## Provided data
--- START ---

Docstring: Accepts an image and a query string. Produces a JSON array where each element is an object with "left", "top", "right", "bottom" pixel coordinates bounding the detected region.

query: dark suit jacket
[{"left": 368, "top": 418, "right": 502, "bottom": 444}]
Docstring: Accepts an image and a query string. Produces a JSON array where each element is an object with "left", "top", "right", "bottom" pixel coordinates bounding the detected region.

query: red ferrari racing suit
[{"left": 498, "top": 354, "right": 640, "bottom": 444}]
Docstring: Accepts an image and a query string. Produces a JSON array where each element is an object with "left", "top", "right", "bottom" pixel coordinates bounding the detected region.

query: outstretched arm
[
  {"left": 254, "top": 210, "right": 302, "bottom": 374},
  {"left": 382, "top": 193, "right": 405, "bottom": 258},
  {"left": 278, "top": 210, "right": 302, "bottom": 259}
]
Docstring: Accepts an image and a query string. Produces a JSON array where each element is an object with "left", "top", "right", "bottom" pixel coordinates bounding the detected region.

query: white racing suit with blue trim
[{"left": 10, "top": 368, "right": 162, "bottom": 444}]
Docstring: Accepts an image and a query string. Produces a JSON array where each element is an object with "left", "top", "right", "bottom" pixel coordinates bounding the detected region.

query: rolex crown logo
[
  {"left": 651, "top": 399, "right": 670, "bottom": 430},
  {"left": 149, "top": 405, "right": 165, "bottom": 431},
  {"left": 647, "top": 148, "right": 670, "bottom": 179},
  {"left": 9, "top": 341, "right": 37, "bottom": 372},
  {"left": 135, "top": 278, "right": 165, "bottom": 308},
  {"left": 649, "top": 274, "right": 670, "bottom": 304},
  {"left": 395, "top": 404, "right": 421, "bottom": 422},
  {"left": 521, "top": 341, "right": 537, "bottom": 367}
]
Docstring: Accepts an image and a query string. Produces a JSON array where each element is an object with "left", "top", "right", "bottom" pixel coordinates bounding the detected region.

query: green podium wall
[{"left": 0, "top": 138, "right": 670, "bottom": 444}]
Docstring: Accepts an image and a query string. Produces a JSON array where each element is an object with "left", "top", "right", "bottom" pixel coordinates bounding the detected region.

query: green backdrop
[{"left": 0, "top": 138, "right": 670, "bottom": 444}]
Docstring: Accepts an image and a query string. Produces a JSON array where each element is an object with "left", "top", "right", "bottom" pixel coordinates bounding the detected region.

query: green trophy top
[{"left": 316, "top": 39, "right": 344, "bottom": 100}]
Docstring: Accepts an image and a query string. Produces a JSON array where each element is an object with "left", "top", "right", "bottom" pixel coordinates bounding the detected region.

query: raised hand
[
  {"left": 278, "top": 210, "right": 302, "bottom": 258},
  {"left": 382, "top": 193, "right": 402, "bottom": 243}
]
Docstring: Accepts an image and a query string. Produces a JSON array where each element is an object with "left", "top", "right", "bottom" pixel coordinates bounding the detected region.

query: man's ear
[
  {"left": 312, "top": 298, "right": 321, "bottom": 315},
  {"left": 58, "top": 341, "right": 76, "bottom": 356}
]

--- END ---

## Required task
Return each line of the items above that contains the string "racing".

## Completed task
query: red ferrari racing suit
query: white racing suit with blue trim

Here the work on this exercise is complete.